*Exercise directions*
Please give again the stretch of items from the line containing "Exercise. Find the sky" through the line containing "pixel 18 400", switching "metal railing" to "steel railing" and leaving everything else unchanged.
* START Data entries *
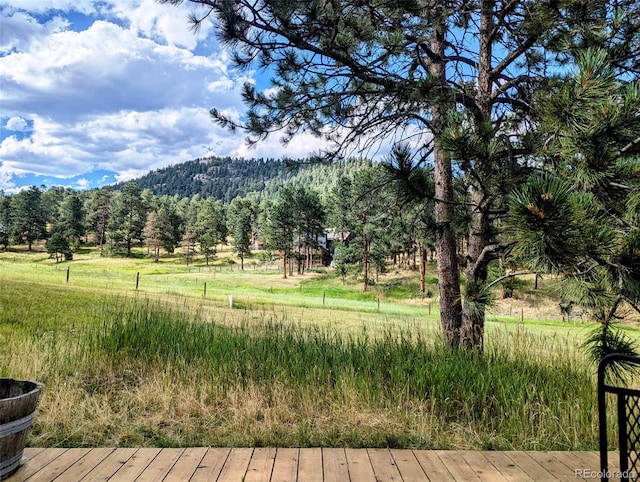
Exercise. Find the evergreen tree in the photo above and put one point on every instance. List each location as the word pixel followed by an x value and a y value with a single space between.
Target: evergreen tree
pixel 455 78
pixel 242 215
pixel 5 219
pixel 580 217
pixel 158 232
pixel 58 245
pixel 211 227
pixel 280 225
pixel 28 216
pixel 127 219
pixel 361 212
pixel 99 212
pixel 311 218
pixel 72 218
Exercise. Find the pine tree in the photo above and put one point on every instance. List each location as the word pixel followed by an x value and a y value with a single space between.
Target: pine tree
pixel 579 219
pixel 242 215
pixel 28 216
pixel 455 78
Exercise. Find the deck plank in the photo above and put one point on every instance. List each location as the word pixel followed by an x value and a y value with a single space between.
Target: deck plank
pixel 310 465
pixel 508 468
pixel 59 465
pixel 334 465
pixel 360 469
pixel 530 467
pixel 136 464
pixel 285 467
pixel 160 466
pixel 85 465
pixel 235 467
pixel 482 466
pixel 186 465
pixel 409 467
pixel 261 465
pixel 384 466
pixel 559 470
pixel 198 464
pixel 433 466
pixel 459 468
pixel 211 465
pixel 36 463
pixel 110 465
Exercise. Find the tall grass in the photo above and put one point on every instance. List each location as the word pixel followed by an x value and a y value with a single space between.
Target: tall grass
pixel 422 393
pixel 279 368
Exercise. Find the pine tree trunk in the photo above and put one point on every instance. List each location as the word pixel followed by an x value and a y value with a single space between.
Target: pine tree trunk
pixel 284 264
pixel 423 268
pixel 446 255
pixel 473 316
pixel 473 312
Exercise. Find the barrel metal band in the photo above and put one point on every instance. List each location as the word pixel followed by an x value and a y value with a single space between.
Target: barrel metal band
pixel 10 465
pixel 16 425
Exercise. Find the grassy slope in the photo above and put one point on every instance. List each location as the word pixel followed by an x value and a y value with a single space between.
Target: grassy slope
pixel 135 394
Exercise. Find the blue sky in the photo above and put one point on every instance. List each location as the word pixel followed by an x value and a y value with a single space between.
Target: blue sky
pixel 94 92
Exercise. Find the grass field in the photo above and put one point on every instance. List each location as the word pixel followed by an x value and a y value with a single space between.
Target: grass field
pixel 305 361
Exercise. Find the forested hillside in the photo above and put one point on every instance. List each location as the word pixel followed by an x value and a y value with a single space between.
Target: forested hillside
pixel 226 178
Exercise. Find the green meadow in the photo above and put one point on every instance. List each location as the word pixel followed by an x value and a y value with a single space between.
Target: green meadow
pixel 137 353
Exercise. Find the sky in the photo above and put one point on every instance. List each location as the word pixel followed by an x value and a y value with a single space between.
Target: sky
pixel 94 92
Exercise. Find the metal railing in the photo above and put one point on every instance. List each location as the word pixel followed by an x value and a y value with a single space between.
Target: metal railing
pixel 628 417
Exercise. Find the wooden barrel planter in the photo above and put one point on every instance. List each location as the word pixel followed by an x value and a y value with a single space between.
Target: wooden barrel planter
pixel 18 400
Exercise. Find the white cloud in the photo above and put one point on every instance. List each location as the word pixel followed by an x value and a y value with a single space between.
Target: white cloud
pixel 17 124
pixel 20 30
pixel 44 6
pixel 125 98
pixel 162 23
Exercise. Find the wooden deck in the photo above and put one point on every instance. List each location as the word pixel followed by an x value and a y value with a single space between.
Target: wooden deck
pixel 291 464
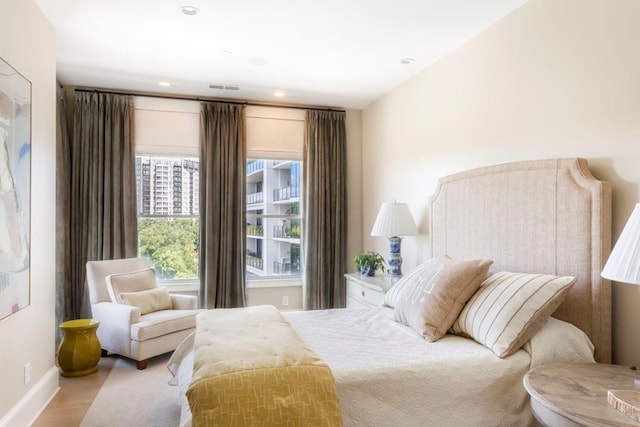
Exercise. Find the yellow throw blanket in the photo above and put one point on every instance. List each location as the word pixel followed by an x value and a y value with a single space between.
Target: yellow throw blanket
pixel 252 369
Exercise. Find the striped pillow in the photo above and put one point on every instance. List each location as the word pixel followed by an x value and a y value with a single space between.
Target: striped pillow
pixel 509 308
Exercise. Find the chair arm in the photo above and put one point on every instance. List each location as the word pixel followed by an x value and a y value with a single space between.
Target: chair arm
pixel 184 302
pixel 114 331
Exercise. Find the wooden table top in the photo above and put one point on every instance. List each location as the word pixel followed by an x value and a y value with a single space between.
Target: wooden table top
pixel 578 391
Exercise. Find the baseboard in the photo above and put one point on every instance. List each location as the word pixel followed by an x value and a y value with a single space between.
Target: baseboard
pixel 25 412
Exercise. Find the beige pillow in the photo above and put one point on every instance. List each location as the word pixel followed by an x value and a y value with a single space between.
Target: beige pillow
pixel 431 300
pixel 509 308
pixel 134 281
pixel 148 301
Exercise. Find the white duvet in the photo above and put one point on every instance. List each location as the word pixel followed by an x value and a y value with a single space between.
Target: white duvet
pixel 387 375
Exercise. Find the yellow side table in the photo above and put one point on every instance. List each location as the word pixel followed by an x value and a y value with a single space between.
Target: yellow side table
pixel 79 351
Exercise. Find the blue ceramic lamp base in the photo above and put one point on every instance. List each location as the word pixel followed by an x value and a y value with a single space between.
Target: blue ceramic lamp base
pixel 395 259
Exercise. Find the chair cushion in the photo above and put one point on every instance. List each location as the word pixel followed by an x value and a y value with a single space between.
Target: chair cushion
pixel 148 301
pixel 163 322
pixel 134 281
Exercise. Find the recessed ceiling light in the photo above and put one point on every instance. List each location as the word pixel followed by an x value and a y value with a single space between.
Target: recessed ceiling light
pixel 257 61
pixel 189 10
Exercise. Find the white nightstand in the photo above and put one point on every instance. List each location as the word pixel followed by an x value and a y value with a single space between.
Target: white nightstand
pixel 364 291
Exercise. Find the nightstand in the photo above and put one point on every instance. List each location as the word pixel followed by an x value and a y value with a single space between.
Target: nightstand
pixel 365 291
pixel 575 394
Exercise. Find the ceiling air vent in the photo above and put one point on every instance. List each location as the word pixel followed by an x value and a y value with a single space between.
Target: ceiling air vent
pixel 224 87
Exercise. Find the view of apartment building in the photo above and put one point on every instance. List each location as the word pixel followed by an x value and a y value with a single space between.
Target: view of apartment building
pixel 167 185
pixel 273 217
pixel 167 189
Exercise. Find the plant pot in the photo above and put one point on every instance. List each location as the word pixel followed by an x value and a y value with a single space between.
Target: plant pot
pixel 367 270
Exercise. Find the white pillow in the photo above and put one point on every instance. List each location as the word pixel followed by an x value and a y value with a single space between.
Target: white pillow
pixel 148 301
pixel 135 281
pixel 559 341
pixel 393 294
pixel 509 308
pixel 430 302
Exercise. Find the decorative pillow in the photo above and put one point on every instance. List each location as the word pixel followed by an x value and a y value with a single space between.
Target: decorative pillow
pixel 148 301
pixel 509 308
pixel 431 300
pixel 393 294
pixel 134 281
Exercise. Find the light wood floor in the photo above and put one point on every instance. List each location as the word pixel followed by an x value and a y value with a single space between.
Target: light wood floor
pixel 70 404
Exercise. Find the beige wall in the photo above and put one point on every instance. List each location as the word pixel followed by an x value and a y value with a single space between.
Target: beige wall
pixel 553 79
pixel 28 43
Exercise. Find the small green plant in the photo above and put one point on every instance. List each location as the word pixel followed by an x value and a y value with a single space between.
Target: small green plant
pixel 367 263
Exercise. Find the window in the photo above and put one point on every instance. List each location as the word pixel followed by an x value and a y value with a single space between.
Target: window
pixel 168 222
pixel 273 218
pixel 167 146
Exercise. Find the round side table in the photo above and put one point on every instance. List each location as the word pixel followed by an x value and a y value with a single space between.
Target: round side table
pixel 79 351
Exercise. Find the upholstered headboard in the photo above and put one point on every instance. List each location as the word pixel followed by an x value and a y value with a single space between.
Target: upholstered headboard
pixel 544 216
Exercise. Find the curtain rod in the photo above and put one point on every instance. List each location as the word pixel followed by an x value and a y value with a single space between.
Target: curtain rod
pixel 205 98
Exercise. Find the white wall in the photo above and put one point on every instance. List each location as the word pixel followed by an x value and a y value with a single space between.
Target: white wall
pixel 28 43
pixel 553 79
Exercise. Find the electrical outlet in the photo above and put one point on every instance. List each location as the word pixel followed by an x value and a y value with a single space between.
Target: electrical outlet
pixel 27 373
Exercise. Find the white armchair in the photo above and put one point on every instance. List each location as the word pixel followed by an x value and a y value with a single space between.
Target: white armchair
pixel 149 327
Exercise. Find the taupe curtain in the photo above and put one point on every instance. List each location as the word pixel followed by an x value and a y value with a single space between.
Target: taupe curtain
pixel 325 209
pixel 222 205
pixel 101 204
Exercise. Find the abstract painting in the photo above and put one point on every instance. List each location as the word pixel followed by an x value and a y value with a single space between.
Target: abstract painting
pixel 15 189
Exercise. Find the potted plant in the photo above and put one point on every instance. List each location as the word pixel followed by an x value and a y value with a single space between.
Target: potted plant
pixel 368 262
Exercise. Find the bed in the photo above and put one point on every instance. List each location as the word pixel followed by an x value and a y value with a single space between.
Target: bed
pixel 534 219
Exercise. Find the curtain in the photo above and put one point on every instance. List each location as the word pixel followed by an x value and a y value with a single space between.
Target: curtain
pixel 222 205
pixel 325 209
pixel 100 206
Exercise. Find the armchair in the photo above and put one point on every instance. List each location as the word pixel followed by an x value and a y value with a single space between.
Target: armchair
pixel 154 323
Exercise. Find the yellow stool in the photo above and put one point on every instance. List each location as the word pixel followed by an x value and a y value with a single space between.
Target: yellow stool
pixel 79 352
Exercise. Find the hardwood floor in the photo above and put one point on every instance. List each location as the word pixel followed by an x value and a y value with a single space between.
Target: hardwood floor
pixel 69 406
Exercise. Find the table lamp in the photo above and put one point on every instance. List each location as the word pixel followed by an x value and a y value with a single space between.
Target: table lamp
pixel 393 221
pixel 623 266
* END Data entries *
*Solved exercise*
Exercise. Find the sky in the photo above and put one point on every instance. List each location as the word pixel followed by an x value and a y value with a single space between.
Target: sky
pixel 94 92
Exercise. Find the steel railing in the photo above and put one point on every instance. List each location as the word pixel followed by an x value and a y value with a single space between.
Target: steel railing
pixel 628 417
Exercise. Find the wooden barrel planter in the photo above and put one point on every instance. List each location as the word pixel followed by an x value and a y value with a single space between.
Target: wooden barrel planter
pixel 18 400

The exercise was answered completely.